===== EXERCISE MATERIAL =====
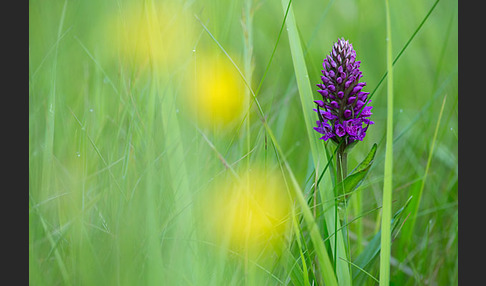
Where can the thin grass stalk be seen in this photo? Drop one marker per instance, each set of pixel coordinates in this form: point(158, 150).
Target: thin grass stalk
point(385, 252)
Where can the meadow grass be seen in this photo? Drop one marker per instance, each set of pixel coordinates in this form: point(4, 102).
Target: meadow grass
point(123, 167)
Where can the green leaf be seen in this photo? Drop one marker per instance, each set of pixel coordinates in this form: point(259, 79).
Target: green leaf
point(354, 179)
point(366, 258)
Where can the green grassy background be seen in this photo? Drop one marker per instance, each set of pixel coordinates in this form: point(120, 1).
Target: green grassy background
point(119, 167)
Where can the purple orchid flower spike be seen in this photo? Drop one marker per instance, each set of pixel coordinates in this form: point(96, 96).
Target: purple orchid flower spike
point(343, 113)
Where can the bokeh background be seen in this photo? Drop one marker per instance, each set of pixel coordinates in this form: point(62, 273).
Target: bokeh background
point(146, 150)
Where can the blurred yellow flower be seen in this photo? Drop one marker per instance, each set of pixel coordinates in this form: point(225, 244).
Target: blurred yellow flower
point(252, 214)
point(217, 92)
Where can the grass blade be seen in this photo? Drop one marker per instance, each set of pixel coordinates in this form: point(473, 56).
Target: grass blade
point(388, 177)
point(317, 149)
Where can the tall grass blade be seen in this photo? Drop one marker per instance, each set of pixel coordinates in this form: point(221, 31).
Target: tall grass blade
point(387, 184)
point(417, 193)
point(317, 150)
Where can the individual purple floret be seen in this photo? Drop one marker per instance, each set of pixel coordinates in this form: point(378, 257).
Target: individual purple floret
point(342, 112)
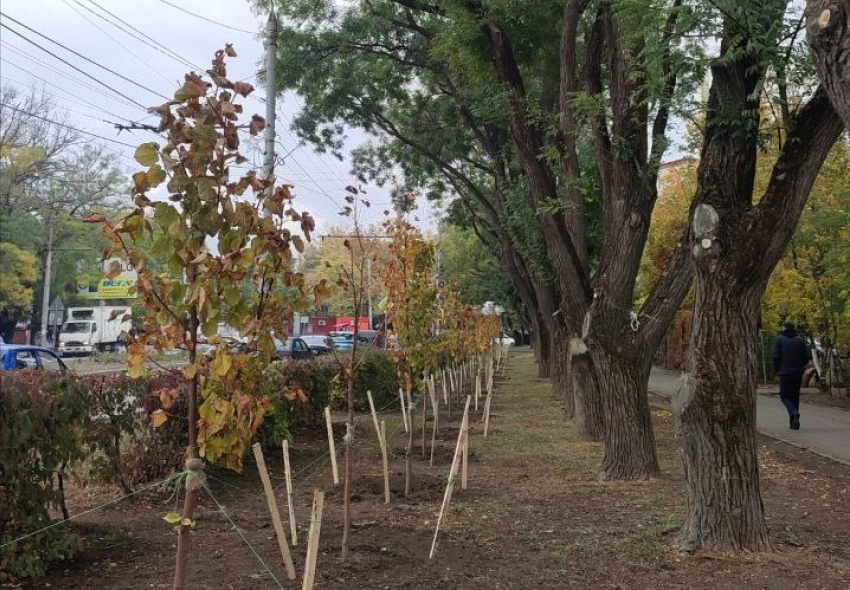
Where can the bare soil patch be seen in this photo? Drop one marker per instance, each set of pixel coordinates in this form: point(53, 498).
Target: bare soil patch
point(535, 516)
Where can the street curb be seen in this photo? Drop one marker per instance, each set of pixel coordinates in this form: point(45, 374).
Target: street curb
point(773, 436)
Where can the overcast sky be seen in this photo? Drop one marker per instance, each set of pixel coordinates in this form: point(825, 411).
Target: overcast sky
point(179, 39)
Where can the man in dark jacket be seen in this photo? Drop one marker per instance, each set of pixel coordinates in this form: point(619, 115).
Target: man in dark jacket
point(790, 357)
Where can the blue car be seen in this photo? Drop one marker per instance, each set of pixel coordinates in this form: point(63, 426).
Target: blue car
point(19, 357)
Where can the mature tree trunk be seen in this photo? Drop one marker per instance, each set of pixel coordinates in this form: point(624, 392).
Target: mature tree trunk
point(542, 346)
point(716, 411)
point(587, 396)
point(629, 439)
point(829, 44)
point(735, 247)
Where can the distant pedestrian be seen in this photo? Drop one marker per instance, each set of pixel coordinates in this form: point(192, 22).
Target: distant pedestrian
point(790, 357)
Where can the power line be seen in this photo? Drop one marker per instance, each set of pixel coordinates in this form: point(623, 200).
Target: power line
point(209, 20)
point(117, 42)
point(90, 116)
point(147, 39)
point(51, 121)
point(31, 58)
point(69, 64)
point(79, 100)
point(83, 57)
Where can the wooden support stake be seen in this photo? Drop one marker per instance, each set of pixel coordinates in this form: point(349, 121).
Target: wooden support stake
point(477, 389)
point(374, 415)
point(424, 420)
point(331, 445)
point(293, 529)
point(487, 413)
point(386, 463)
point(403, 410)
point(313, 540)
point(445, 389)
point(464, 428)
point(450, 485)
point(435, 405)
point(270, 499)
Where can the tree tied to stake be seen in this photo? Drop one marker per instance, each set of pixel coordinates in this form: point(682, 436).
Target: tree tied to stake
point(229, 256)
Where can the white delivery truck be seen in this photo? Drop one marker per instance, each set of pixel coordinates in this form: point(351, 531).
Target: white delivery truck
point(89, 329)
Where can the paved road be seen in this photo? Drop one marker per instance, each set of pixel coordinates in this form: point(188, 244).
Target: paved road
point(85, 366)
point(825, 431)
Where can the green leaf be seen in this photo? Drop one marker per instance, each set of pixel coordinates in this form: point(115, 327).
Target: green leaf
point(156, 175)
point(232, 295)
point(147, 154)
point(189, 90)
point(221, 365)
point(171, 518)
point(165, 214)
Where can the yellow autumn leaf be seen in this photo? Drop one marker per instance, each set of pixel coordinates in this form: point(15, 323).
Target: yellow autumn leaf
point(171, 518)
point(158, 418)
point(189, 371)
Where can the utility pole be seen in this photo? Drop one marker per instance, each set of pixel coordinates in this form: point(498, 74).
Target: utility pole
point(271, 95)
point(48, 266)
point(369, 288)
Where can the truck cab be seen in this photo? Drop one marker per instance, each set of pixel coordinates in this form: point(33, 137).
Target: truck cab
point(90, 329)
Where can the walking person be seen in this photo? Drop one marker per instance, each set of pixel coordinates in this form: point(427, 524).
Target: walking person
point(790, 357)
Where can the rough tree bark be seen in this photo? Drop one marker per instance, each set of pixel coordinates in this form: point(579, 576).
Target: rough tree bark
point(828, 26)
point(735, 246)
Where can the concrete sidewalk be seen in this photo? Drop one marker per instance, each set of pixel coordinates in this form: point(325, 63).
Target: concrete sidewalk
point(824, 430)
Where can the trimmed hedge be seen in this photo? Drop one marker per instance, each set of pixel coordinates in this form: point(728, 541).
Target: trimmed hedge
point(317, 384)
point(100, 429)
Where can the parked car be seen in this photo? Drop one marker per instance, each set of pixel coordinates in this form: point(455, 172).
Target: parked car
point(345, 340)
point(319, 343)
point(294, 348)
point(89, 329)
point(374, 337)
point(18, 357)
point(504, 340)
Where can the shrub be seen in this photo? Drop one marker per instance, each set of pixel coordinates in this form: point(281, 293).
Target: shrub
point(40, 434)
point(317, 385)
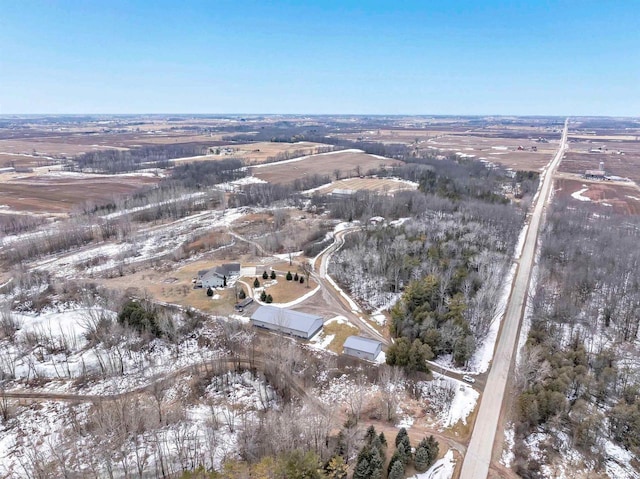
=====
> _YOUR GOAL_: Reproduce the lines of the records above verbatim, starting at the line that contains "Where can the distant" and ending at the line that contains "point(83, 57)", with both of those lines included.

> _RESPONSE BELOW_:
Where can the distant pedestrian be seen in this photo? Drop one marker per instance, each set of pixel coordinates in this form: point(192, 22).
Target: distant pedestrian
point(790, 357)
Where can the power line be seen in this photo? Drop one marker per instance, each set of pixel coordinates in this form: point(623, 200).
Target: power line
point(209, 20)
point(117, 42)
point(90, 116)
point(147, 39)
point(51, 121)
point(31, 58)
point(69, 64)
point(79, 100)
point(83, 57)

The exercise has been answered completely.